The data beneath this task is to be duplicated exactly, in its entirety.

• • • • • • •

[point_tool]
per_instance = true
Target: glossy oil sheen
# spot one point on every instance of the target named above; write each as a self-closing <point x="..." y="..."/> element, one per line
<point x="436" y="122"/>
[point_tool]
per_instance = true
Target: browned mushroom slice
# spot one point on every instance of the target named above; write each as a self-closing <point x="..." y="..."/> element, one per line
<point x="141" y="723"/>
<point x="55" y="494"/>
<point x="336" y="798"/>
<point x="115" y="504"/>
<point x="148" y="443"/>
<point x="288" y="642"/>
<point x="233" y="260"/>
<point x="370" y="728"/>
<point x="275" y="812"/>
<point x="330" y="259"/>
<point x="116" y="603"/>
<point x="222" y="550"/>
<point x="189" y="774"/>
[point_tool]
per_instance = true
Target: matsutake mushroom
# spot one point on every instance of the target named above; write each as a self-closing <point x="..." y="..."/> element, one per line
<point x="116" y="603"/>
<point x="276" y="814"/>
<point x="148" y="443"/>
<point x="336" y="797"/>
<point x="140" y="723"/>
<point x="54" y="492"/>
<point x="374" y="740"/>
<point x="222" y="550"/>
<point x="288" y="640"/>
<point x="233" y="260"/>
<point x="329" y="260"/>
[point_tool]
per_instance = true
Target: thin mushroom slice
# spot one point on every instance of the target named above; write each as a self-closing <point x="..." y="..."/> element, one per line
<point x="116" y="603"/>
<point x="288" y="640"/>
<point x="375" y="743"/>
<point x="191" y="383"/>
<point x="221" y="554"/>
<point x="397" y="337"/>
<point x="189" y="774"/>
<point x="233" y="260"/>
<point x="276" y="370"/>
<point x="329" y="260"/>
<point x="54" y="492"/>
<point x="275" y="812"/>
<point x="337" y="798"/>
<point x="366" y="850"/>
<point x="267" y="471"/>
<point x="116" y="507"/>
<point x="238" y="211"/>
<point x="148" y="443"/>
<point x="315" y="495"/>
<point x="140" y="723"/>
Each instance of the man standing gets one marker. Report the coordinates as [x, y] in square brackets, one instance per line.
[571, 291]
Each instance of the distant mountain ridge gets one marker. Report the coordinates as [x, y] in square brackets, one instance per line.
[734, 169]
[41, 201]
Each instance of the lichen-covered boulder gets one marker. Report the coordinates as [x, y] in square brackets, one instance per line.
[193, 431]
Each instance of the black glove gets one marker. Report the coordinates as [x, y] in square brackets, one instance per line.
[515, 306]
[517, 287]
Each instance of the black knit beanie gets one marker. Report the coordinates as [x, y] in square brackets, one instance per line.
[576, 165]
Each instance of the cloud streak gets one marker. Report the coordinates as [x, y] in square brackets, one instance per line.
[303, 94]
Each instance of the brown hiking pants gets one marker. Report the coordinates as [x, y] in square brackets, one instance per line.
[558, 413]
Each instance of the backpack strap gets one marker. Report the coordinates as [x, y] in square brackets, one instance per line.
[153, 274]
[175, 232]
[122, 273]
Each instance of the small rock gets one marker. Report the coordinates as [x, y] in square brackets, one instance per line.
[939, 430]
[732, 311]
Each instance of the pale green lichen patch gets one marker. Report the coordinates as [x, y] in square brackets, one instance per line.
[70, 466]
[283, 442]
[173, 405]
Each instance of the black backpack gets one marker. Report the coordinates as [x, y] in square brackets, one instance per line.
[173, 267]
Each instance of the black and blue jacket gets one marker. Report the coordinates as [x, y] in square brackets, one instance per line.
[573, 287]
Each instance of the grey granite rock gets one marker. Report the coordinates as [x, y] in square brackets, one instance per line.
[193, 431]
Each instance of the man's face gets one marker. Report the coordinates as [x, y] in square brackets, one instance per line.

• • • • • • •

Response to this exercise:
[point_tool]
per_instance = true
Target: glossy oil sheen
# spot one point on every instance of the target named above; write each as a self-closing <point x="..." y="..."/> element, one per line
<point x="436" y="122"/>
[point_tool]
per_instance = true
Target: browned mushroom slice
# spot one point on every instance of the target named above; write each as a self-closing <point x="..." y="..."/> element, one per line
<point x="141" y="723"/>
<point x="55" y="494"/>
<point x="336" y="798"/>
<point x="115" y="504"/>
<point x="148" y="443"/>
<point x="288" y="642"/>
<point x="233" y="260"/>
<point x="370" y="728"/>
<point x="275" y="812"/>
<point x="330" y="259"/>
<point x="116" y="603"/>
<point x="222" y="550"/>
<point x="189" y="774"/>
[point_tool]
per_instance = true
Target: matsutake mushroom
# spot one point on every instance of the target named above; write each as a self-closing <point x="..." y="..."/> element, one per line
<point x="116" y="603"/>
<point x="276" y="814"/>
<point x="148" y="443"/>
<point x="336" y="797"/>
<point x="140" y="723"/>
<point x="54" y="492"/>
<point x="374" y="740"/>
<point x="222" y="550"/>
<point x="288" y="640"/>
<point x="233" y="260"/>
<point x="329" y="260"/>
[point_tool]
per_instance = true
Target: thin mushroom slice
# spot one point on every instance of the target named above; write each as a self-closing <point x="..." y="..."/> element, one per line
<point x="116" y="603"/>
<point x="288" y="640"/>
<point x="375" y="743"/>
<point x="191" y="383"/>
<point x="221" y="554"/>
<point x="397" y="337"/>
<point x="189" y="774"/>
<point x="233" y="260"/>
<point x="276" y="370"/>
<point x="329" y="260"/>
<point x="54" y="492"/>
<point x="275" y="812"/>
<point x="337" y="798"/>
<point x="366" y="850"/>
<point x="267" y="471"/>
<point x="116" y="507"/>
<point x="238" y="211"/>
<point x="148" y="443"/>
<point x="315" y="495"/>
<point x="140" y="723"/>
Each instance of the man standing gets one marker. Report the coordinates as [x, y] in square brackets, one instance per line.
[571, 291]
Each instance of the distant mountain ridge gets one marker. Report the coordinates as [x, y] in square brackets, one instance per line.
[734, 169]
[41, 201]
Each instance of the lichen-covered boulder gets one marker. Report the coordinates as [x, y] in square brackets, one instance per line.
[193, 431]
Each instance of the black glove gets one marker. Report the coordinates as [x, y] in square brackets, one instance per line.
[515, 306]
[517, 287]
Each instance of the black knit beanie gets one marker. Report the coordinates as [x, y] in square brackets, one instance per line.
[576, 165]
Each instance of the cloud streak gets one marker. Report the coordinates as [x, y] in square brackets, one instance per line.
[303, 94]
Each instance of the brown hiking pants gets one marker. Report the coordinates as [x, y] in square brackets, one instance per line.
[558, 413]
Each instance of the backpack strap gets one marker. Report the coordinates as [x, y] in square brackets, one instance per line.
[153, 274]
[175, 232]
[122, 273]
Each instance of the small rock gets one marker. Report the coordinates as [x, y] in square brackets, one instance per line.
[939, 430]
[732, 311]
Each instance of the pale green lichen patch gets one marker. Report the coordinates as [x, y] in square brackets, one instance per line.
[70, 466]
[283, 442]
[173, 405]
Each instance of the black backpack gets one marker. Report the coordinates as [x, y] in square brackets, one instance per line.
[173, 267]
Each instance of the black and blue jacket gets one marker. Report the coordinates as [x, y] in square brackets, one instance per line.
[573, 287]
Each instance of the grey granite rock gets one marker. Report the coordinates as [x, y] in square brackets, one instance per line.
[193, 431]
Each instance of the man's face gets one marker. Report the coordinates as [x, y] in square brackets, one instance per line.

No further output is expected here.